ACTION ITEM:
Scan the material below, then work out how many of its lines contain the word "query"; reply with that number only.

DATA RECORDS:
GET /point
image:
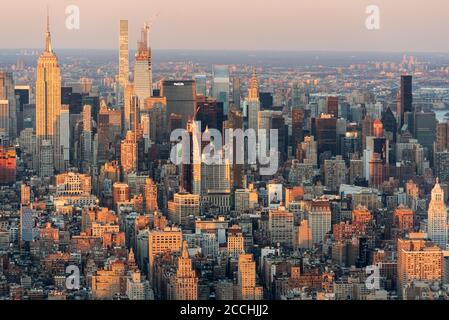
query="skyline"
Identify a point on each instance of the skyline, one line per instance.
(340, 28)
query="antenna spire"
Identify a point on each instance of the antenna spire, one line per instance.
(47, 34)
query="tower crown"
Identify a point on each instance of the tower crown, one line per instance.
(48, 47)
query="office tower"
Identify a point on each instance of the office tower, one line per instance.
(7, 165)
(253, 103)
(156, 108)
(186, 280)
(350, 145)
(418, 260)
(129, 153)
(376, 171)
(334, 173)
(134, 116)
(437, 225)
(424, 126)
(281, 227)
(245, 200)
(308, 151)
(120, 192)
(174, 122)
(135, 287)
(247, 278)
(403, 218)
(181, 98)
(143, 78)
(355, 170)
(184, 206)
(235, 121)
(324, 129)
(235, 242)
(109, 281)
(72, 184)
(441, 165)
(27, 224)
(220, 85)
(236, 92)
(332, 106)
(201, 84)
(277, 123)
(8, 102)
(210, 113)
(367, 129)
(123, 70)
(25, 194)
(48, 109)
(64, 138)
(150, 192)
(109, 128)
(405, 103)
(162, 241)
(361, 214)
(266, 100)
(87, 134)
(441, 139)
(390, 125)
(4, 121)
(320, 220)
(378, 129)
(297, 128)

...

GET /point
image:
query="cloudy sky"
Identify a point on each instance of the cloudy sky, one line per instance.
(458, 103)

EXERCISE SOLUTION:
5